Stored data entries:
+--

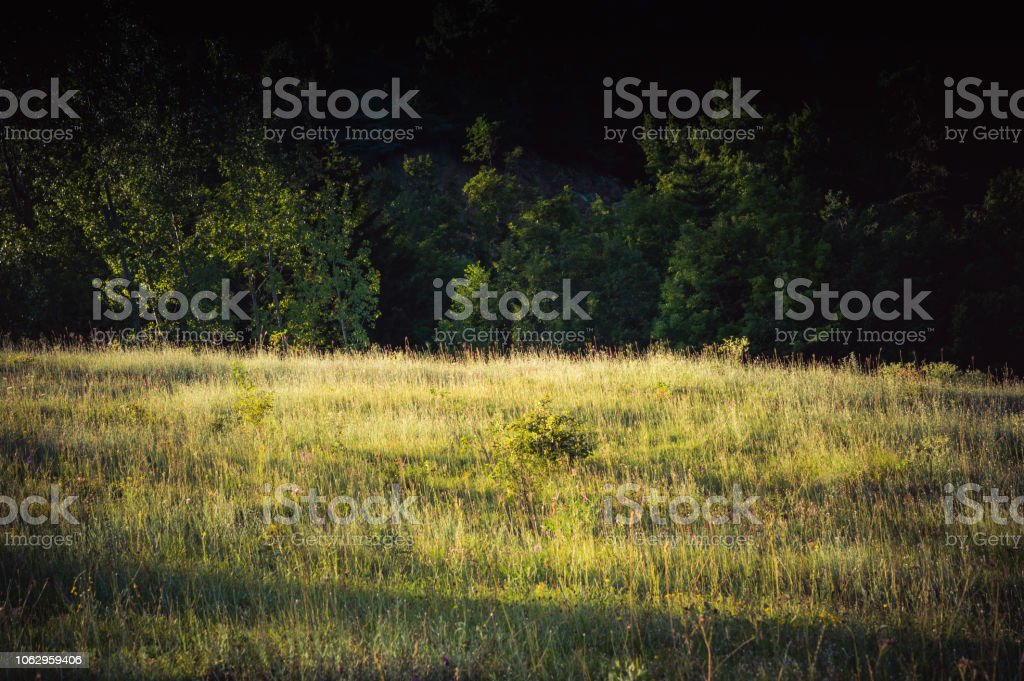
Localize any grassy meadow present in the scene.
[0,349,1024,681]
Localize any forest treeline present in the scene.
[0,9,1024,366]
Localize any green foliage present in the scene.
[492,398,594,499]
[231,364,273,428]
[463,116,500,166]
[921,361,959,383]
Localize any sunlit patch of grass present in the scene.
[0,350,1024,679]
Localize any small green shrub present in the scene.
[231,364,273,427]
[492,398,594,509]
[921,361,959,383]
[700,336,751,361]
[879,361,923,381]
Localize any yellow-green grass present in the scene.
[0,350,1024,679]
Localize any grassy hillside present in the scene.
[0,350,1024,679]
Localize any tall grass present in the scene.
[0,350,1024,679]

+--

Given task: Reproduce the listing above verbatim, covering every line and omitting the pictures from your answer.

Result for this task:
Localize any grassy meadow present in the scene.
[0,349,1024,681]
Localize any forest treeline present in the scene.
[0,9,1024,366]
Localize any green foliage present in the scene.
[492,398,594,499]
[231,364,273,428]
[463,116,500,166]
[921,361,959,383]
Localize any sunlit patch of grass present in the scene.
[0,350,1024,679]
Localize any small green shrub present in the scene.
[231,364,273,427]
[492,398,594,509]
[921,361,959,383]
[700,336,751,361]
[879,361,923,381]
Localize any yellow-green grass present in the scene.
[0,350,1024,679]
Localize any grassy hillside present in the scene.
[0,350,1024,679]
Localize any tall grass present in the scene.
[0,350,1024,679]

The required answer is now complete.